## start DATASET EXCERPTS

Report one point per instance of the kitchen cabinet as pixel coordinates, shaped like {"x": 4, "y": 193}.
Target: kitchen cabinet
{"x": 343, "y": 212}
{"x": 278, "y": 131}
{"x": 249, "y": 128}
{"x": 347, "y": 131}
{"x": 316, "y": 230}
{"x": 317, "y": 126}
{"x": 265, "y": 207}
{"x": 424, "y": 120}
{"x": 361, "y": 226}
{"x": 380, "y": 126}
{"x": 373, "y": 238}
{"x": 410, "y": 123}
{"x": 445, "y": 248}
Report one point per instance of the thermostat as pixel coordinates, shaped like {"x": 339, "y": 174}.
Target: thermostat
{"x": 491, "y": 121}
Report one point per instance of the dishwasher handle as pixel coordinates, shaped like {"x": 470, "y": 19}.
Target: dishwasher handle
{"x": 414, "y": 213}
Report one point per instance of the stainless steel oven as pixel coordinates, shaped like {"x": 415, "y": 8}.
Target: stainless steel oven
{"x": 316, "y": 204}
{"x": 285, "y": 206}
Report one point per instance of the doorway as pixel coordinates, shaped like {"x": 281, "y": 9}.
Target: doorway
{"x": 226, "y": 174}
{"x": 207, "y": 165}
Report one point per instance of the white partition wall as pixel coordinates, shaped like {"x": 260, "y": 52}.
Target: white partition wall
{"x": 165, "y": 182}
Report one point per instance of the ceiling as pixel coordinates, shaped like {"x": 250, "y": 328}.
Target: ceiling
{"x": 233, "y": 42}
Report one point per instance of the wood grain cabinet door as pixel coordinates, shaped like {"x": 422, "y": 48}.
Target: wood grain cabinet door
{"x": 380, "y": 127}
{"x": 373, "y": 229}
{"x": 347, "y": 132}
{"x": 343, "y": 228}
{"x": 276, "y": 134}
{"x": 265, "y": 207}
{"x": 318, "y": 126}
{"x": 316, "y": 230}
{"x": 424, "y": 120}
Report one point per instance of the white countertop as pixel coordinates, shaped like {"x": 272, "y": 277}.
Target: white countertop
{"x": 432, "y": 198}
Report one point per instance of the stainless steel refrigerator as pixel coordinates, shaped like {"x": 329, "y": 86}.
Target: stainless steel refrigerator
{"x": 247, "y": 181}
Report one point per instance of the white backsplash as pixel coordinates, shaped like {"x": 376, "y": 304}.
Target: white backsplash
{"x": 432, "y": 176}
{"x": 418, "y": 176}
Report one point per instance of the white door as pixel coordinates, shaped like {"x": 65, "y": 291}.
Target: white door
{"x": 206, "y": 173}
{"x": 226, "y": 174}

## end DATASET EXCERPTS

— THE TASK —
Rewrite all of the data above as a JSON list of strings, one string per line, leaving out any blank lines.

— COMPLETE OUTPUT —
[
  "Report one point per instance of the kitchen cabinet as pixel coordinates, shaped like {\"x\": 4, \"y\": 193}.",
  "Target: kitchen cabinet",
  "{\"x\": 343, \"y\": 212}",
  "{\"x\": 278, \"y\": 131}",
  "{\"x\": 249, \"y\": 128}",
  "{\"x\": 347, \"y\": 131}",
  "{\"x\": 316, \"y\": 230}",
  "{\"x\": 317, \"y\": 126}",
  "{\"x\": 265, \"y\": 207}",
  "{\"x\": 424, \"y\": 120}",
  "{\"x\": 361, \"y\": 226}",
  "{\"x\": 380, \"y\": 126}",
  "{\"x\": 373, \"y\": 238}",
  "{\"x\": 410, \"y\": 123}",
  "{\"x\": 445, \"y\": 248}",
  "Report one point per instance of the thermostat as pixel coordinates, shaped like {\"x\": 339, \"y\": 174}.",
  "Target: thermostat",
  "{\"x\": 491, \"y\": 121}",
  "Report one point per instance of the dishwasher handle as pixel coordinates, shaped like {\"x\": 470, \"y\": 19}.",
  "Target: dishwasher handle",
  "{\"x\": 414, \"y\": 213}",
  "Report one point per instance of the stainless steel oven as pixel coordinates, shaped like {\"x\": 415, \"y\": 8}.",
  "Target: stainless steel oven",
  "{\"x\": 316, \"y\": 204}",
  "{\"x\": 285, \"y\": 206}",
  "Report one point per instance of the doorway as pixel coordinates, shaped like {\"x\": 281, \"y\": 9}.",
  "Target: doorway",
  "{\"x\": 226, \"y\": 174}",
  "{\"x\": 207, \"y\": 165}",
  "Report one point per instance of the white partition wall as pixel coordinates, shaped like {\"x\": 260, \"y\": 52}.",
  "Target: white partition wall",
  "{\"x\": 165, \"y\": 182}",
  "Report one point per instance of the ceiling as pixel coordinates, shaped like {\"x\": 250, \"y\": 328}.",
  "Target: ceiling",
  "{\"x\": 233, \"y\": 42}",
  "Report one point per instance of the wood grain cabinet door as pixel coordinates, shaped like {\"x\": 422, \"y\": 48}.",
  "Target: wood grain cabinet door",
  "{\"x\": 380, \"y\": 127}",
  "{\"x\": 373, \"y\": 229}",
  "{\"x\": 347, \"y\": 132}",
  "{\"x\": 343, \"y\": 228}",
  "{\"x\": 276, \"y\": 134}",
  "{\"x\": 265, \"y\": 207}",
  "{\"x\": 318, \"y\": 126}",
  "{\"x\": 316, \"y\": 230}",
  "{\"x\": 424, \"y\": 120}",
  "Report one point per instance of the white countertop as pixel coordinates, shaped like {\"x\": 272, \"y\": 277}.",
  "Target: white countertop",
  "{\"x\": 432, \"y\": 198}",
  "Report one point per instance of the stainless steel refrigerator as pixel coordinates, shaped like {\"x\": 329, \"y\": 86}.",
  "Target: stainless steel refrigerator",
  "{\"x\": 247, \"y\": 181}",
  "Report one point per instance of the white backsplash as pixel coordinates, shaped like {\"x\": 376, \"y\": 304}.",
  "Target: white backsplash",
  "{\"x\": 432, \"y\": 176}",
  "{\"x\": 418, \"y\": 176}",
  "Report one point per instance of the white door as pixel coordinates, shaped like {\"x\": 65, \"y\": 291}.",
  "Target: white door",
  "{\"x\": 206, \"y\": 173}",
  "{\"x\": 226, \"y\": 174}"
]